Текст документа
========================
Все это, в сущности, каждый год на празднике Диониса говорил согражданам и сын Мнесарха (недаром их объединил спустя несколько лет Аристофан, подвергая безжалостному осмеянию все попытки разобраться в сложнейшей природе человеческой совести и души), не знавший уже, где и в чем искать объяснение тому, что «реки священные вспять потекли, правда и все поворачивается в обратную сторону». Количество подлецов, тех, что имеют два голоса – «один для правды, а другой для лжи», ужасало старого поэта, и он восклицает в бессильном гневе, все еще не в силах поверить, что справедливость, честность и доброта ничего не значат в этом мире:

 
О род людской, как низко ты способен пасть!
Предела нет бесстыдству, никаких границ
Не знает наглость. Если так и впредь пойдет
И с каждым поколеньем все испорченней,
Все хуже будут люди, землю новую
В придачу к старой боги сотворить должны,
Чтобы для всех злодеев и преступников
Хватило места!
 

Твердо веря (и эта вера была ему самому непонятна, необъяснима рационалистически) в вечные истины и непреложные ценности, в то, что «нет для неправды прочного успеха, но правде и надежда верный друг», Еврипид выступает в своих трагедиях с развернутой проповедью высшей нравственности, защищая все то же самое, что отстаивал в своих беседах Сократ. Человек своего времени, он был далек от понимания глубинных общественных истоков столь возмущавшей его коррупции и деградации и не мог объяснить того, что творилось вокруг него, ничем, кроме как несовершенством самой человеческой природы, тем, что люди изначала делятся на «злых» и «добрых»:

 
…Порочный только злым
И может быть. А добрый – только добрым:
Несчастия не властны извратить
Природный дар…
 

Прилежный последователь Анаксагора и почитатель Гераклита, всегда считавший разум и знание высшим достоянием и благом человека, в свои пятьдесят пять лет сын Мнесарха воочию убеждается в том, какая разрушительная сила заложена в «злом уме», начинает сомневаться в безусловной благотворности знания и больше ценить чистоту сердца и помыслов:

 
Сама богиня Чести орошает луг
Речною влагой. И лишь тем дозволено
Срывать его цветы, кто от природы чист,
А не ученьем благо чистоты обрел.
 

Но, как это вообще было свойственно для Еврипида, и в этом вопросе, который, вероятно, не раз со всем пылом своей мятежной души он обсуждал с Протагором, он постоянно вступает в противоречие сам с собой: то он утверждает, что доброта, благочестие, справедливость заложены в человеке от рождения, они или есть, или их нет, и тут уж ничего не поделать. То, соглашаясь с Протагором (утверждавшим, что «добродетель не считается врожденной и возникающей самопроизвольно, но что ей научаются, и если кто достиг ее, так только прилежанием»), Еврипид уповает на воспитание, надеясь, что можно хоть чем-то направить течение человеческой жизни по более правильному руслу:

 
Дается совесть добрым воспитаньем;
Стыдится муж, постигший добродетель,
Стать негодяем.
========================
Исходные данные

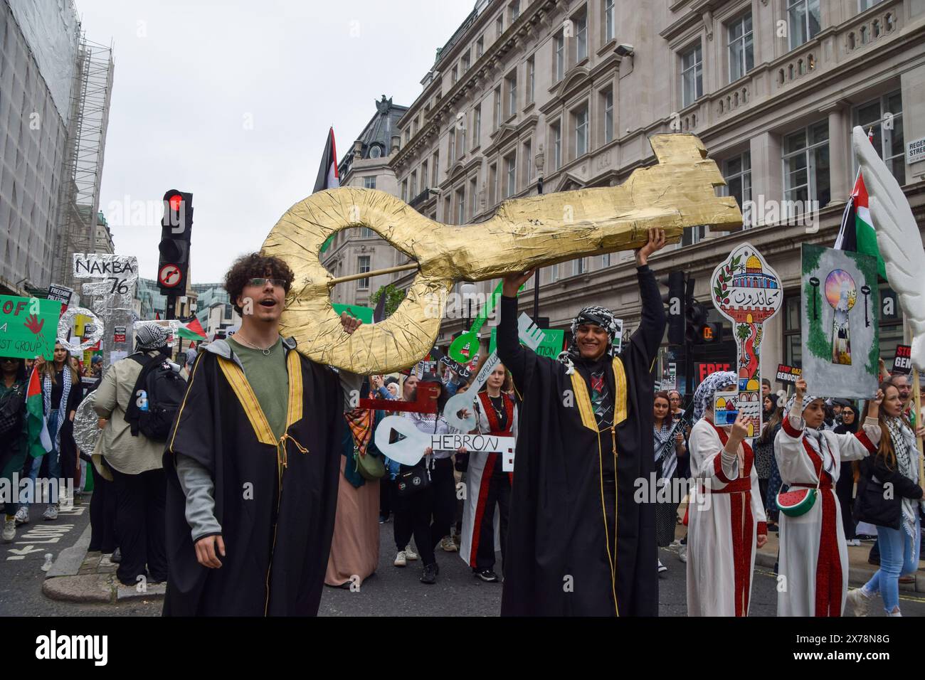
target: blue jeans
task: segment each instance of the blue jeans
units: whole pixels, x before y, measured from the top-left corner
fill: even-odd
[[[52,450],[45,453],[43,456],[39,456],[38,458],[32,459],[32,466],[29,469],[29,478],[31,480],[31,488],[27,488],[26,503],[35,502],[36,488],[35,488],[35,479],[39,476],[39,470],[42,468],[42,461],[48,458],[48,479],[56,480],[54,484],[49,484],[48,488],[50,489],[51,498],[48,502],[56,503],[57,499],[57,481],[61,477],[61,458],[58,454],[58,450],[55,446],[55,433],[57,431],[58,418],[61,417],[61,411],[52,411],[48,414],[48,436],[52,438]]]
[[[916,513],[915,536],[910,537],[900,526],[891,529],[877,527],[880,542],[880,569],[864,586],[864,590],[872,595],[880,592],[883,599],[883,609],[887,613],[899,609],[899,576],[915,574],[919,569],[919,513]]]

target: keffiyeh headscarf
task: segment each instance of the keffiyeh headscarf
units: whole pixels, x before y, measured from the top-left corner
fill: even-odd
[[[738,376],[732,371],[718,371],[707,376],[694,392],[694,422],[700,420],[707,409],[713,408],[713,396],[720,388],[737,382]]]
[[[145,324],[138,328],[135,349],[143,352],[159,349],[167,343],[168,337],[169,333],[163,326]]]
[[[572,345],[568,350],[559,354],[559,361],[568,368],[565,371],[567,375],[574,373],[574,360],[581,356],[581,352],[578,350],[577,338],[578,327],[582,324],[594,324],[607,331],[608,344],[605,353],[608,356],[613,356],[613,340],[617,337],[617,321],[613,315],[613,312],[606,307],[597,307],[594,305],[585,307],[572,321],[572,337],[574,339]]]

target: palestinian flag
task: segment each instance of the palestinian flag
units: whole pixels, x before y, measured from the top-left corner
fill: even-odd
[[[873,132],[870,137],[872,141]],[[864,186],[864,177],[857,172],[855,188],[845,204],[845,213],[842,215],[842,228],[835,239],[835,249],[863,253],[877,258],[877,273],[886,280],[886,266],[877,247],[877,232],[874,230],[873,220],[870,219],[870,210],[868,206],[867,187]]]
[[[32,458],[43,456],[52,450],[52,438],[42,406],[42,377],[32,369],[26,387],[27,451]]]
[[[327,142],[325,142],[325,153],[321,155],[321,167],[318,167],[318,177],[314,180],[315,192],[323,192],[326,189],[338,189],[340,186],[340,175],[338,174],[338,151],[334,146],[334,128],[327,130]],[[332,234],[321,246],[321,252],[327,250],[327,246],[334,240]]]

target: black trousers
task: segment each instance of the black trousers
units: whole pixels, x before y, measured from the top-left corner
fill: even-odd
[[[475,527],[478,531],[478,550],[475,552],[476,571],[495,568],[495,503],[498,504],[499,525],[501,530],[501,566],[504,565],[504,544],[508,539],[508,517],[511,516],[511,476],[501,470],[500,453],[495,468],[488,477],[488,492],[485,497],[485,510],[482,523]]]
[[[103,464],[105,465],[105,463]],[[105,465],[109,471],[112,468]],[[92,464],[87,464],[88,469]],[[93,493],[90,497],[90,548],[91,550],[112,552],[118,543],[116,539],[116,486],[103,478],[94,469]]]
[[[147,575],[154,581],[167,578],[164,511],[166,505],[166,476],[164,470],[125,475],[113,470],[116,488],[116,533],[122,562],[116,575],[135,586],[137,577]]]

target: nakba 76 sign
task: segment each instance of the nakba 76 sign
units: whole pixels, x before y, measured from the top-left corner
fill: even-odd
[[[0,295],[0,356],[51,359],[61,303]]]

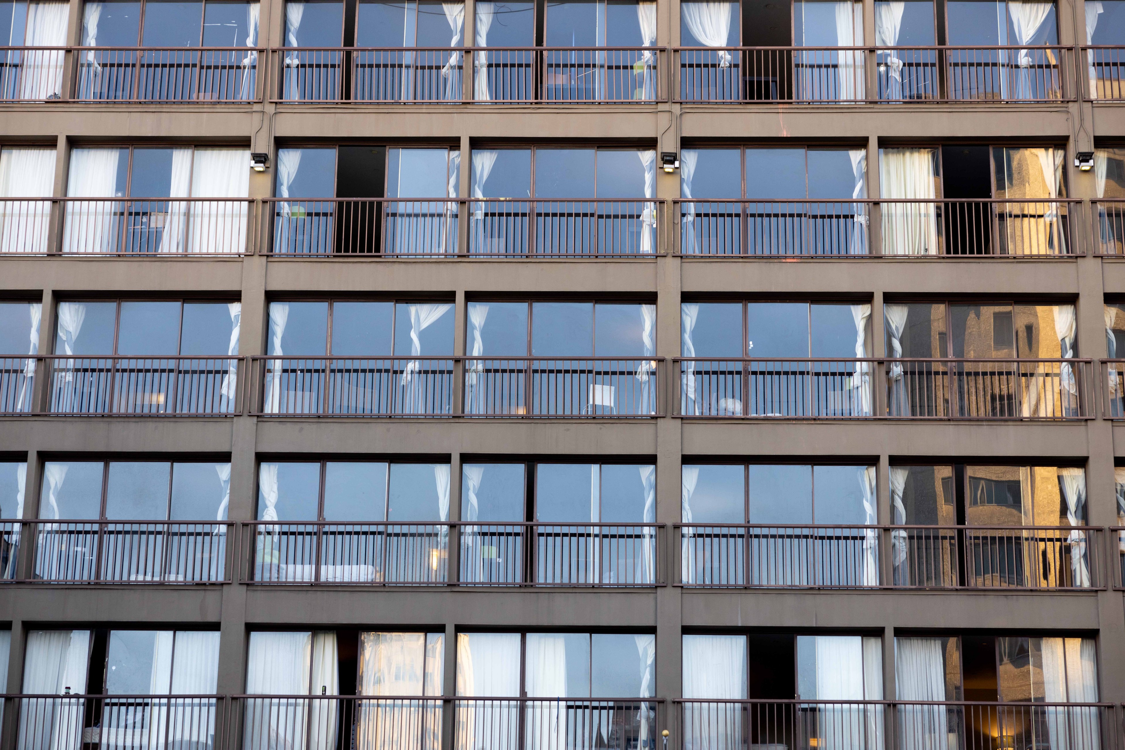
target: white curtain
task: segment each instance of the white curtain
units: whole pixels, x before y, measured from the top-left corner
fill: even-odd
[[[875,3],[875,46],[897,47],[899,44],[899,30],[902,28],[902,11],[907,3],[902,0],[881,0]],[[884,51],[880,53],[879,66],[886,67],[886,92],[885,97],[890,101],[901,101],[902,99],[902,60],[896,54],[897,51]]]
[[[880,3],[899,4],[904,3]],[[879,190],[883,198],[924,204],[883,204],[884,255],[937,255],[937,150],[881,148]]]
[[[270,302],[270,354],[282,355],[281,338],[289,322],[289,302]],[[281,413],[281,369],[284,360],[270,360],[269,377],[266,379],[266,396],[263,412],[266,414]]]
[[[730,2],[684,2],[680,6],[687,30],[705,47],[726,47],[730,37]],[[730,67],[734,61],[726,49],[718,52],[719,67]]]
[[[454,732],[470,748],[515,750],[519,742],[516,701],[472,701],[474,696],[520,695],[520,635],[518,633],[460,633],[457,636],[457,695]]]
[[[900,701],[945,702],[943,640],[894,639],[894,685]],[[899,717],[901,750],[948,750],[945,706],[899,706]]]
[[[191,195],[191,148],[172,151],[172,181],[169,188],[170,198],[187,198]],[[182,253],[186,247],[183,234],[187,228],[188,204],[182,200],[170,200],[166,204],[164,228],[160,235],[160,253]],[[150,206],[150,210],[153,207]]]
[[[684,698],[746,698],[746,656],[742,635],[684,635]],[[741,744],[742,713],[738,704],[684,706],[684,750],[721,750]]]
[[[1086,470],[1060,468],[1059,479],[1063,500],[1066,503],[1066,523],[1071,526],[1086,525]],[[1070,570],[1073,586],[1090,587],[1090,562],[1087,557],[1084,531],[1072,531],[1066,537],[1070,544]]]
[[[90,631],[29,631],[24,657],[27,695],[84,695]],[[25,698],[20,704],[20,750],[70,750],[82,743],[83,702]]]
[[[312,649],[313,633],[308,631],[251,633],[246,694],[308,695]],[[306,750],[307,713],[308,701],[304,698],[248,699],[242,747],[245,750]]]
[[[250,195],[248,164],[250,152],[242,148],[195,150],[191,197],[242,200],[192,202],[186,252],[226,255],[245,252],[245,199]]]
[[[528,633],[528,697],[566,698],[566,638]],[[528,728],[528,748],[547,750],[568,747],[566,720],[566,701],[531,704],[524,720]]]
[[[493,18],[496,15],[496,3],[495,2],[478,2],[476,3],[476,37],[478,47],[488,46],[488,29],[492,28]],[[472,87],[472,98],[477,101],[489,101],[492,99],[492,89],[488,87],[488,53],[487,52],[475,52],[472,53],[472,62],[476,67],[474,72],[474,87]],[[474,153],[474,161],[476,160],[476,154]],[[474,164],[476,166],[476,164]]]
[[[684,148],[680,152],[680,197],[686,201],[682,204],[683,215],[680,220],[683,225],[681,229],[680,252],[684,255],[696,255],[703,249],[695,244],[695,204],[692,201],[692,179],[695,177],[695,165],[699,163],[700,152],[695,148]],[[684,356],[687,356],[684,354]]]
[[[89,4],[87,4],[89,8]],[[72,148],[66,195],[70,198],[114,198],[117,190],[117,148]],[[117,214],[122,204],[83,200],[66,205],[64,253],[107,253],[117,250]]]
[[[54,186],[54,148],[0,148],[0,253],[51,249],[51,201],[27,199],[50,198]]]
[[[863,4],[852,0],[836,3],[836,46],[863,46]],[[839,79],[838,99],[861,101],[865,97],[867,82],[863,64],[863,51],[837,52],[836,75]]]
[[[29,2],[24,45],[65,47],[70,3]],[[63,90],[63,49],[27,49],[19,71],[20,99],[58,98]]]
========================
Что сделать
**A.** Выпишите дословно отрывок из текста о Еврипиде: начните со слов «О род людской, как» и остановитесь после слов «Хватило места!».
**B.** Пожалуйста, приведите заново строки записей, начав со строки, где есть «target: palestinian flag», и остановившись после строки с «[[[0,295],[0,356],[51,359],[61,303]]]» (обе включительно). Замените в них «black trousers» на «dark trousers», а всё остальное оставьте как есть.

Полные ответы
**A.**
О род людской, как низко ты способен пасть!
Предела нет бесстыдству, никаких границ
Не знает наглость. Если так и впредь пойдет
И с каждым поколеньем все испорченней,
Все хуже будут люди, землю новую
В придачу к старой боги сотворить должны,
Чтобы для всех злодеев и преступников
Хватило места!

**B.**
target: palestinian flag
task: segment each instance of the palestinian flag
units: whole pixels, x before y, measured from the top-left corner
fill: even-odd
[[[873,132],[870,137],[872,141]],[[864,186],[864,177],[857,172],[855,188],[845,204],[845,213],[842,215],[842,228],[835,239],[835,249],[863,253],[877,258],[877,273],[886,280],[886,266],[877,247],[877,232],[874,230],[873,220],[870,219],[870,210],[868,206],[867,187]]]
[[[32,458],[43,456],[52,450],[52,438],[42,406],[42,377],[32,369],[26,387],[27,451]]]
[[[327,142],[325,142],[325,153],[321,155],[321,167],[318,167],[318,177],[314,180],[315,192],[323,192],[326,189],[338,189],[340,186],[340,175],[338,174],[338,151],[334,146],[334,128],[327,130]],[[332,234],[321,246],[321,252],[327,250],[327,246],[334,240]]]

target: dark trousers
task: segment each instance of the dark trousers
units: whole pixels, x before y, measured from the top-left corner
fill: even-odd
[[[475,527],[478,531],[478,550],[475,552],[476,571],[495,568],[495,503],[498,504],[499,525],[501,530],[501,566],[504,565],[504,544],[508,539],[508,517],[511,516],[511,476],[501,470],[500,453],[495,468],[488,477],[488,492],[485,497],[485,510],[482,523]]]
[[[103,464],[105,465],[105,463]],[[105,465],[109,471],[112,468]],[[92,464],[87,464],[88,469]],[[93,493],[90,497],[90,548],[91,550],[112,552],[118,543],[116,539],[116,486],[103,478],[94,469]]]
[[[147,575],[154,581],[167,578],[164,511],[166,505],[166,476],[164,470],[125,475],[113,470],[116,488],[116,533],[122,562],[116,575],[135,586],[137,577]]]

target: nakba 76 sign
task: segment each instance of the nakba 76 sign
units: whole pixels, x before y, measured from the top-left corner
fill: even-odd
[[[0,295],[0,356],[51,359],[61,303]]]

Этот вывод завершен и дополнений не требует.